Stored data
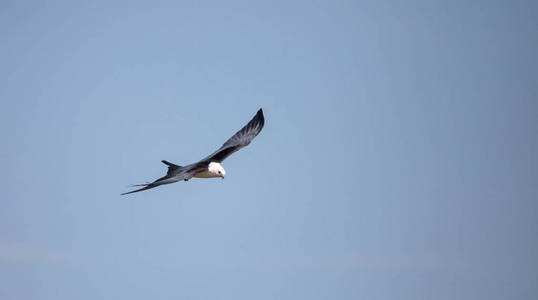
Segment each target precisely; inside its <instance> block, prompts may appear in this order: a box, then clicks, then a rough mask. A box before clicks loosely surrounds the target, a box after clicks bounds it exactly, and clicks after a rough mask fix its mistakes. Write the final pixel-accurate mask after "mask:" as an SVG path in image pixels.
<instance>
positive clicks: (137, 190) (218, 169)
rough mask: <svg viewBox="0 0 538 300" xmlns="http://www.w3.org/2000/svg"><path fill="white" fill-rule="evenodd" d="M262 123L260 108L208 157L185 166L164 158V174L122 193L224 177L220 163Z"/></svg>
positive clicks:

• Work order:
When the word "clicks" shows up in a line of the entries, pull that line out.

• Solution to this exercise:
Segment each target precisely; inside its <instance> block, prompts may appear in this order: a box, then clicks, then a rough mask. A box before clicks loosely surrounds the target, a box after clicks bounds it exactly, and clicks after a rough mask fix its mistakes. Write the final pixel-accurate mask after "mask:" as an SVG path in image pixels.
positive clicks: (137, 190) (218, 169)
positive clicks:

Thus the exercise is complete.